Where I live if a pet kills someone elses livestock it is county ordinance that they have to pay for damages. You might consider calling the sheriff and seeing what your options are.
Personally if I caught that dog on my property again I would just shoot it. You are within your rights to do so and that is a common country solution.


----------



## 2rain (Jun 2, 2013)

Aww how sad I'm so sorry :,(


----------



## hennypenny68 (Apr 30, 2013)

I'm so sorry you had to go through that and I have to say please call the authorities I have a neighbour who has a pity cross and he likes to let the dog run beside his truck down the publis road and I have had a few run in with the dog coming at me and my dogs while passing and I just let it go. Then on Saturday I was heading out for a horseback ride when I ran into them again this time the dog attempted to attack my horse and while all this was happening the owner drove by waving at me like it was a joke. Thank god not only is my horse well trained I'm a experienced rider things could of turned ugly. Well this time I had enough and I phoned the SPCA and told them what had happened and they paid the man a visit and now when I see him driving today the dog is in the back of his truck you see it's on file now and if it happens again he will have to have the dog put down were we live we don't take chances I have worked with dogs since I was 14 as a kennel tech a trainer and a groomer and in my exp and knowledge giving a second chance can be fatal and you said you have children PLEASE don't take that chance it only takes a second for for little one to be outside alone and then its to late.


----------

▸ **DATA PROVIDED**:
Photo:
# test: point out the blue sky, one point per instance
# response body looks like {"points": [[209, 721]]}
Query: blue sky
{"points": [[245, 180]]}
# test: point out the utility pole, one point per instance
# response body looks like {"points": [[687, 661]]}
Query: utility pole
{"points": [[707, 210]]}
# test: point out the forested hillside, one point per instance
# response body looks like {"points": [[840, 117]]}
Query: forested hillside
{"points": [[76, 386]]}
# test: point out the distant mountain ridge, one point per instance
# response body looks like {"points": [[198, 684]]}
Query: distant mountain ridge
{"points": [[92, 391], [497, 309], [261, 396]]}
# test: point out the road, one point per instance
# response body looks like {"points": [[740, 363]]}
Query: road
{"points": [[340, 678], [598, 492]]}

--

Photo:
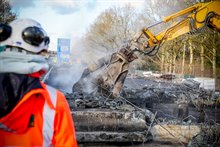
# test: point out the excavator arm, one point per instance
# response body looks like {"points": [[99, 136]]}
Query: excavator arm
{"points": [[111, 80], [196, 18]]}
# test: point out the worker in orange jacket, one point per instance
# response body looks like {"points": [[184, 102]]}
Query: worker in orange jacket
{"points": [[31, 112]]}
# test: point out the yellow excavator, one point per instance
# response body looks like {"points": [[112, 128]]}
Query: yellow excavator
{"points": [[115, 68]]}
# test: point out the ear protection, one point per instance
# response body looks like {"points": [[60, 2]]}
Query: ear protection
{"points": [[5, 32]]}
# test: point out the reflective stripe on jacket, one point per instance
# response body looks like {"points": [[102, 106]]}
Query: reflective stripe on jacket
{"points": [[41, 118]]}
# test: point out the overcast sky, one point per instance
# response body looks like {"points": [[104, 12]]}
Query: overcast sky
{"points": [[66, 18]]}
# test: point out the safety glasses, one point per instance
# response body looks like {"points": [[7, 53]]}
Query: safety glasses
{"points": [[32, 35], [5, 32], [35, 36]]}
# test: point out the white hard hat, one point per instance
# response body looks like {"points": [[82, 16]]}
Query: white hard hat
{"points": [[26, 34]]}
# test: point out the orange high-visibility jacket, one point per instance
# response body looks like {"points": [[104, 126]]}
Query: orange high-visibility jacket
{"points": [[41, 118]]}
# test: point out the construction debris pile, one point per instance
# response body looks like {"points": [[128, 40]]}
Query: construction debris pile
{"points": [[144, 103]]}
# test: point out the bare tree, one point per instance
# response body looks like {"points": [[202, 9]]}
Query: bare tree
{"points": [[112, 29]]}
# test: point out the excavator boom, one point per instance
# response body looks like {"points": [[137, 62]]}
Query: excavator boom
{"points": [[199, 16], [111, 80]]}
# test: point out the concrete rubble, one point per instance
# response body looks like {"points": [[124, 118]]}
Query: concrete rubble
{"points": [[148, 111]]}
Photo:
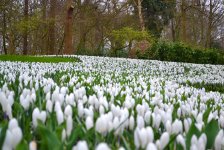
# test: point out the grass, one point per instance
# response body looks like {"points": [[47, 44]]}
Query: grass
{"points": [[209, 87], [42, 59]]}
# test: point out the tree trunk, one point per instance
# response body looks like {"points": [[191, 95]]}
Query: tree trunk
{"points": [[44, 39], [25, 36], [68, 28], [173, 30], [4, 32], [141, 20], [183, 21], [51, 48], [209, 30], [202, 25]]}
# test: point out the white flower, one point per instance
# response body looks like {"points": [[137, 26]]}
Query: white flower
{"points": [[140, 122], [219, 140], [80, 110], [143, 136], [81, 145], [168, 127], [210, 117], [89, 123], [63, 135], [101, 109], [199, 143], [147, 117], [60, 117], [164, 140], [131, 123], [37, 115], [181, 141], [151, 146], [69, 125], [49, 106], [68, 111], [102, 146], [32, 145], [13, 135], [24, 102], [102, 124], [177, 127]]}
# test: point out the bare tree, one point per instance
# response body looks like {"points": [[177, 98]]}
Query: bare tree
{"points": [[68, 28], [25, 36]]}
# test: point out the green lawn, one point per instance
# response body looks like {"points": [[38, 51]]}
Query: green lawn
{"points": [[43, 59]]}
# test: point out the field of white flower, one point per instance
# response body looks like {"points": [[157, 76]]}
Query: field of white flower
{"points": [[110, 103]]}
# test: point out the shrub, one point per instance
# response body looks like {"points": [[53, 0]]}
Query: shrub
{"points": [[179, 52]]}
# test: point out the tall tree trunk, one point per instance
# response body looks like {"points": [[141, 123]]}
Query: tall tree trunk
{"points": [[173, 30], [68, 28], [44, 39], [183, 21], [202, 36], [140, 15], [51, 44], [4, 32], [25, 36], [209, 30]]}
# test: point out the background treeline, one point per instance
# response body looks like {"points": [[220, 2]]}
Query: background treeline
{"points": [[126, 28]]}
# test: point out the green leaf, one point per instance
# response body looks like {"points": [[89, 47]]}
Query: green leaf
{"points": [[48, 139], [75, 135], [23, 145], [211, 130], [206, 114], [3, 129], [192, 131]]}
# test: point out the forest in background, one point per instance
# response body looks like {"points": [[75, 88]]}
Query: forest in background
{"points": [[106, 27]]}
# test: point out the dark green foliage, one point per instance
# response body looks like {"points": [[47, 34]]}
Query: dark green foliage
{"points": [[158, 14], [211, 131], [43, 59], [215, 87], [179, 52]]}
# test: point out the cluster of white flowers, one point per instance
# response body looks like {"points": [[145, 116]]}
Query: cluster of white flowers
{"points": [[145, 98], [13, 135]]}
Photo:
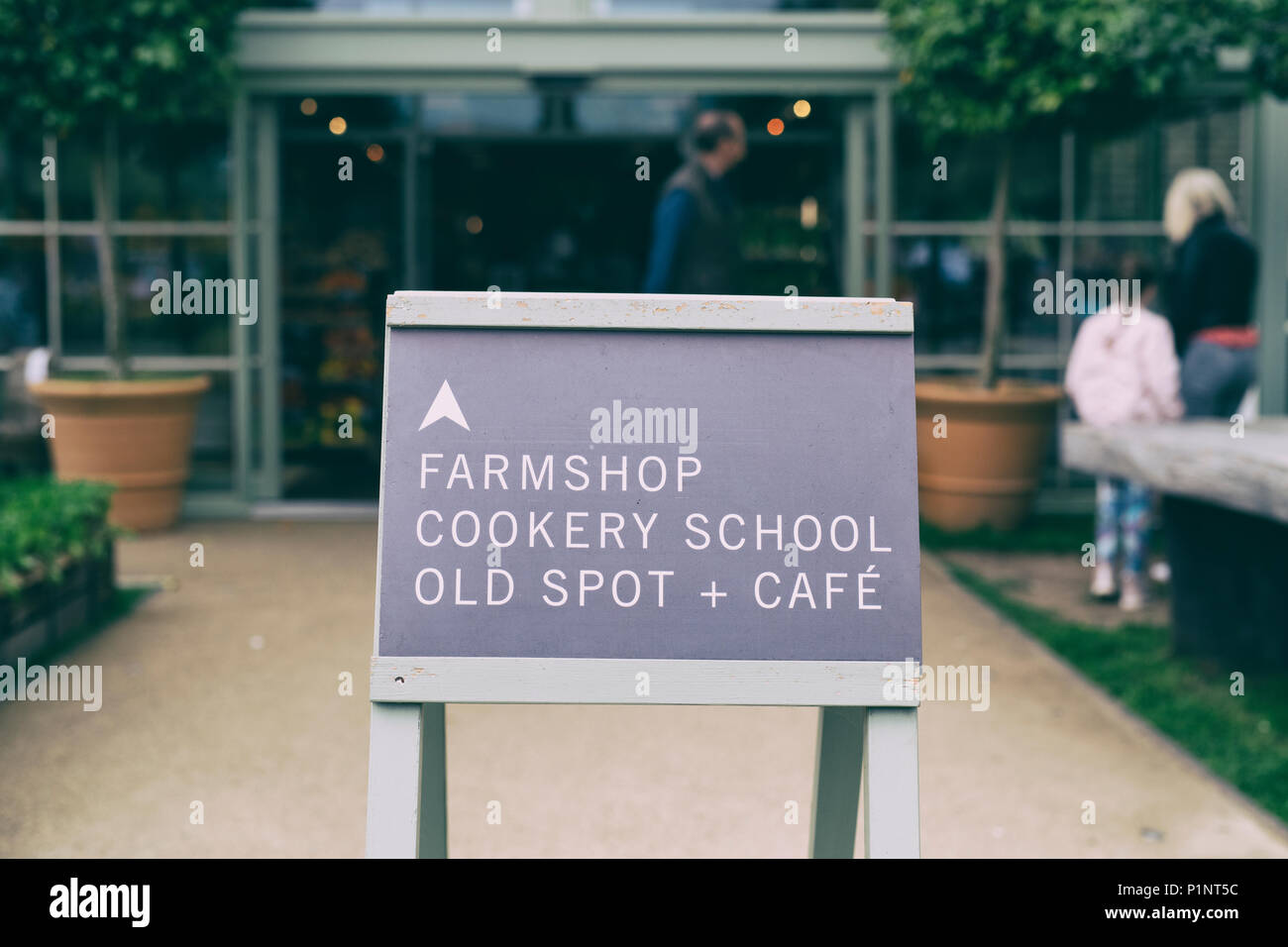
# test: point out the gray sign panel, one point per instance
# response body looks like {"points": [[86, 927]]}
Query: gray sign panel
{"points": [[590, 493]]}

▸ **CHALLENGE A**:
Rewrite the forum thread between "Where I live" and "(Jun 2, 2013)", inclusive, replacing "sheriff" with "game warden".
▸ **CHALLENGE B**:
Translate this sentence from the forum thread into Spanish: "You might consider calling the sheriff and seeing what your options are."
The items have no connection to the forum thread.

▸ **WORKED ANSWER A**:
Where I live if a pet kills someone elses livestock it is county ordinance that they have to pay for damages. You might consider calling the game warden and seeing what your options are.
Personally if I caught that dog on my property again I would just shoot it. You are within your rights to do so and that is a common country solution.


----------



## 2rain (Jun 2, 2013)

▸ **WORKED ANSWER B**:
Podrías considerar llamar al sheriff y ver cuáles son tus opciones.